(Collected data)
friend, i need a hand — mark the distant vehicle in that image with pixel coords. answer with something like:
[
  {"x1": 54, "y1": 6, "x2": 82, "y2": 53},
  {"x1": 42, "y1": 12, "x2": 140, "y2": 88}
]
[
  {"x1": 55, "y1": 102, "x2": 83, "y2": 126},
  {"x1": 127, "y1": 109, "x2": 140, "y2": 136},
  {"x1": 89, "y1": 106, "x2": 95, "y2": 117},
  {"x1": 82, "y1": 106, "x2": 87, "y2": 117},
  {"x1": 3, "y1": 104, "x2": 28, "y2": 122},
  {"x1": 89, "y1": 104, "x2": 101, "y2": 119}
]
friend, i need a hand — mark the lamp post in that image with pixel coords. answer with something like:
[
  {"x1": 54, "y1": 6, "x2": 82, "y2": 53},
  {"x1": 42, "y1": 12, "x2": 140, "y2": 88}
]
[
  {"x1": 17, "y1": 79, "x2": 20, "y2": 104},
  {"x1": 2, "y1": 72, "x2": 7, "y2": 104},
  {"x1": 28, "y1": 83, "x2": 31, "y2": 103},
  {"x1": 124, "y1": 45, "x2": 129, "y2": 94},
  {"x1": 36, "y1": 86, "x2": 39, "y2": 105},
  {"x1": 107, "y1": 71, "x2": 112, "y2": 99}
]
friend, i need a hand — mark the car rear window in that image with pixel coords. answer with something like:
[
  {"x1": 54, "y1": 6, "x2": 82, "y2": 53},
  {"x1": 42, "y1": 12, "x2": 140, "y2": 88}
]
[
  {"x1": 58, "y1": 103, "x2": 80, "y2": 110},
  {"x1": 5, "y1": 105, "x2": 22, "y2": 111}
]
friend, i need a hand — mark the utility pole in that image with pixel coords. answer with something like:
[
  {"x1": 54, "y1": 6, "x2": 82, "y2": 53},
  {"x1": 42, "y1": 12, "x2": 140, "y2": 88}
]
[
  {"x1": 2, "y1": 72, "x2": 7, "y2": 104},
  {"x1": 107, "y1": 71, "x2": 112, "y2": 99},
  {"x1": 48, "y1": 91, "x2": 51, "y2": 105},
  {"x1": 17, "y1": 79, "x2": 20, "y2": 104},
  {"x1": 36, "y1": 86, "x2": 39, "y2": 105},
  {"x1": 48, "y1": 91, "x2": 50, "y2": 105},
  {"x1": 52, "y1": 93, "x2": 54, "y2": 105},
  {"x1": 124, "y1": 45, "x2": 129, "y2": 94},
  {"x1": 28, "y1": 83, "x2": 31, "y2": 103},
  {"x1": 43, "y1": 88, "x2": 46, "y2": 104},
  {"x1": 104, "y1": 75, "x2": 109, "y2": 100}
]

* ASSIGNMENT *
For the records above, restate every line word for word.

* RESPONSE BELOW *
friend, i need a hand — mark the distant vehicle in that image with pixel coords. answer with something like:
[
  {"x1": 54, "y1": 6, "x2": 82, "y2": 53},
  {"x1": 42, "y1": 12, "x2": 140, "y2": 88}
]
[
  {"x1": 55, "y1": 102, "x2": 83, "y2": 126},
  {"x1": 127, "y1": 109, "x2": 140, "y2": 136},
  {"x1": 89, "y1": 106, "x2": 95, "y2": 117},
  {"x1": 82, "y1": 106, "x2": 87, "y2": 117},
  {"x1": 3, "y1": 104, "x2": 28, "y2": 122},
  {"x1": 89, "y1": 104, "x2": 101, "y2": 119}
]
friend, i need a hand — mark the lamp post in that image with pixel coords. answer with something like:
[
  {"x1": 54, "y1": 6, "x2": 82, "y2": 53},
  {"x1": 42, "y1": 12, "x2": 140, "y2": 88}
]
[
  {"x1": 17, "y1": 79, "x2": 20, "y2": 104},
  {"x1": 2, "y1": 72, "x2": 7, "y2": 104},
  {"x1": 28, "y1": 83, "x2": 31, "y2": 103},
  {"x1": 124, "y1": 45, "x2": 129, "y2": 94},
  {"x1": 36, "y1": 86, "x2": 39, "y2": 105},
  {"x1": 107, "y1": 71, "x2": 112, "y2": 99}
]
friend, i need a hand — mark the car rear window in that image with pixel coords. answer with something like:
[
  {"x1": 54, "y1": 6, "x2": 82, "y2": 53},
  {"x1": 42, "y1": 12, "x2": 140, "y2": 88}
]
[
  {"x1": 58, "y1": 103, "x2": 80, "y2": 110},
  {"x1": 5, "y1": 105, "x2": 22, "y2": 111}
]
friend, i need a hand — mark the utility pole in that image with pixel coords. answer with something like:
[
  {"x1": 54, "y1": 6, "x2": 82, "y2": 53},
  {"x1": 42, "y1": 12, "x2": 140, "y2": 88}
]
[
  {"x1": 2, "y1": 72, "x2": 7, "y2": 104},
  {"x1": 107, "y1": 71, "x2": 112, "y2": 99},
  {"x1": 48, "y1": 91, "x2": 51, "y2": 105},
  {"x1": 17, "y1": 79, "x2": 20, "y2": 104},
  {"x1": 36, "y1": 86, "x2": 39, "y2": 105},
  {"x1": 48, "y1": 91, "x2": 50, "y2": 105},
  {"x1": 52, "y1": 93, "x2": 54, "y2": 105},
  {"x1": 124, "y1": 45, "x2": 129, "y2": 94},
  {"x1": 28, "y1": 83, "x2": 31, "y2": 103},
  {"x1": 43, "y1": 88, "x2": 46, "y2": 104},
  {"x1": 104, "y1": 75, "x2": 109, "y2": 100}
]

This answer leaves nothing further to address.